■ Set task ■
Show every line below that contains the word "rear". Matching is case-sensitive.

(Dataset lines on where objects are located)

— Begin —

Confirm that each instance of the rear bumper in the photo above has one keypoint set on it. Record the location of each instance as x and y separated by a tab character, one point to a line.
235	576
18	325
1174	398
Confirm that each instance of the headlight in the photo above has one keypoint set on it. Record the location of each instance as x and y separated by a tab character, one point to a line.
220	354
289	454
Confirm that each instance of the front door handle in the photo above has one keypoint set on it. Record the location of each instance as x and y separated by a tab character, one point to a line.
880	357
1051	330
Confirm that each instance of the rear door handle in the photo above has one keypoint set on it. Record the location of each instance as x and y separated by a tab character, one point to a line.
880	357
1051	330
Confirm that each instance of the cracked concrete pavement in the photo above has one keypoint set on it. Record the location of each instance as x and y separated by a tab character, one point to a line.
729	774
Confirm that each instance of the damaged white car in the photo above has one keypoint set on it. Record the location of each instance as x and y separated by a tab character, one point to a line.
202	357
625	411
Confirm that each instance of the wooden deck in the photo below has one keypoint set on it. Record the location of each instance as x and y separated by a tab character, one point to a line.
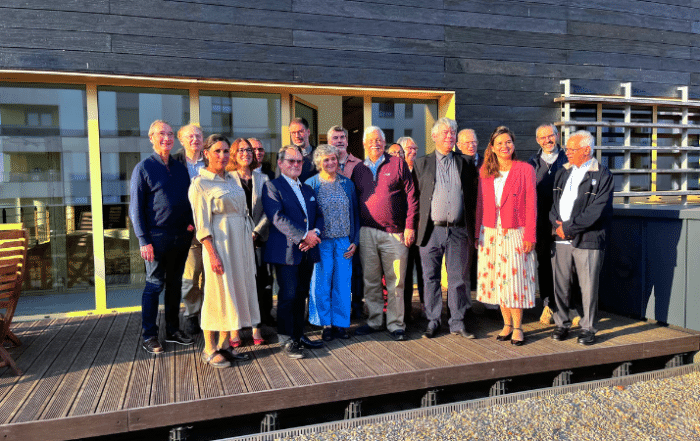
88	376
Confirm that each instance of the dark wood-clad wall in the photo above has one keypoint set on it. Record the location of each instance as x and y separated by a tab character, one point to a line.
503	58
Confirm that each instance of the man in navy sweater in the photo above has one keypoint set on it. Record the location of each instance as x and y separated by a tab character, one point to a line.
162	218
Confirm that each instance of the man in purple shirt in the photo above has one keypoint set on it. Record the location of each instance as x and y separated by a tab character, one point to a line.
162	218
388	215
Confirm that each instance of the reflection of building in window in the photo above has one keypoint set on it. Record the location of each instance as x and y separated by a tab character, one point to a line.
36	167
128	114
221	115
386	109
29	120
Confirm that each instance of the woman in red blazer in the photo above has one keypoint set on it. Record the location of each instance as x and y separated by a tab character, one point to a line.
506	218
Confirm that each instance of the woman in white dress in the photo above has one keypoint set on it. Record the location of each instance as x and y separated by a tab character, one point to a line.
225	229
506	218
242	167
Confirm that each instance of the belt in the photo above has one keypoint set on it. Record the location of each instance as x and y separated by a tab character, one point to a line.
449	224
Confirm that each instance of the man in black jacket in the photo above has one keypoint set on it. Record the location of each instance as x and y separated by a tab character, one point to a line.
190	155
547	161
581	214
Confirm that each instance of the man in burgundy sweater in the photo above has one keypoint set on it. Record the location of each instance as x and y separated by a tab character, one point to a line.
388	214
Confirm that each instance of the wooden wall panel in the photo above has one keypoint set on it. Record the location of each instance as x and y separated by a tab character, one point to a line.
503	58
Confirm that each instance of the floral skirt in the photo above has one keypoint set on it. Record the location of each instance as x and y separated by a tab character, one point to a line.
505	277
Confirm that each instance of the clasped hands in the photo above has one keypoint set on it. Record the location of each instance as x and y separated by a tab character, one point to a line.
310	241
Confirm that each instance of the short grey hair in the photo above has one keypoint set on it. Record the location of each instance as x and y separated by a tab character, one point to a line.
336	129
183	129
371	129
283	151
442	122
152	129
404	140
542	126
586	139
322	151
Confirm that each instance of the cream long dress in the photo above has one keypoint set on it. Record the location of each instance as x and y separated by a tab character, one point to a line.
220	211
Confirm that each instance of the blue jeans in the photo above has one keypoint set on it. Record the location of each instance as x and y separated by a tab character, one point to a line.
165	271
329	299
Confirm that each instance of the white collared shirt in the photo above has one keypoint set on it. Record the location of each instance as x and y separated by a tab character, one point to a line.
296	187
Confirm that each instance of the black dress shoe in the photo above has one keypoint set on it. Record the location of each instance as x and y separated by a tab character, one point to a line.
429	333
152	345
192	325
515	342
365	330
586	338
341	333
327	334
399	335
464	333
560	333
304	342
292	350
180	338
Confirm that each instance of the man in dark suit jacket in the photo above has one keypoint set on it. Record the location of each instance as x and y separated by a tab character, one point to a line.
447	186
294	233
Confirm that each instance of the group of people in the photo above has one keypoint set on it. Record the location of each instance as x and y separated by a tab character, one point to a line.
213	219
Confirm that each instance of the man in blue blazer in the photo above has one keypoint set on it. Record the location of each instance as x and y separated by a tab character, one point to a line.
296	223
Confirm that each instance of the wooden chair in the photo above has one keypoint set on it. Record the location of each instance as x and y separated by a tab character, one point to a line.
13	255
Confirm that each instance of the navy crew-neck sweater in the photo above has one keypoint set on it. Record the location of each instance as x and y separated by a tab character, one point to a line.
159	198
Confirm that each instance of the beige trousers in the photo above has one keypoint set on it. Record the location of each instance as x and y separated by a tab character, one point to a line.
383	253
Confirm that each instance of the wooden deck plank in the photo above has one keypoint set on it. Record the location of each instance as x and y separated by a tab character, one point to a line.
360	361
272	368
62	399
142	365
232	379
162	382
315	366
122	370
382	362
35	363
412	351
335	359
185	379
97	375
57	371
293	369
27	335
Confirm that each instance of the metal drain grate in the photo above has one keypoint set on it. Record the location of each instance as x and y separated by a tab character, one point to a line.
467	405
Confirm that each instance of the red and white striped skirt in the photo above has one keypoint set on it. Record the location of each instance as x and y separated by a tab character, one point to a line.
505	277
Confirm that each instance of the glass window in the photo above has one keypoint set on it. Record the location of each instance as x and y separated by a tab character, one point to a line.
125	117
45	181
242	115
413	118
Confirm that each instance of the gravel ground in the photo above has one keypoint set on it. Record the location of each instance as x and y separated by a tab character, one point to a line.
665	409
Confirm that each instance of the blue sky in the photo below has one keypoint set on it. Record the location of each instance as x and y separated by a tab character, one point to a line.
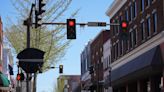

— End —

■ Answer below ■
Confirm that each instance of the rear bumper in the photo above has one keypoint set on it. Record the location of each instance as x and y separated by a tab character, one point to a line.
Confirm that each instance of the rear door handle in the photo above has one keypoint set on it. Record the location of each instance as x and y separated by a tab character, one point to a line.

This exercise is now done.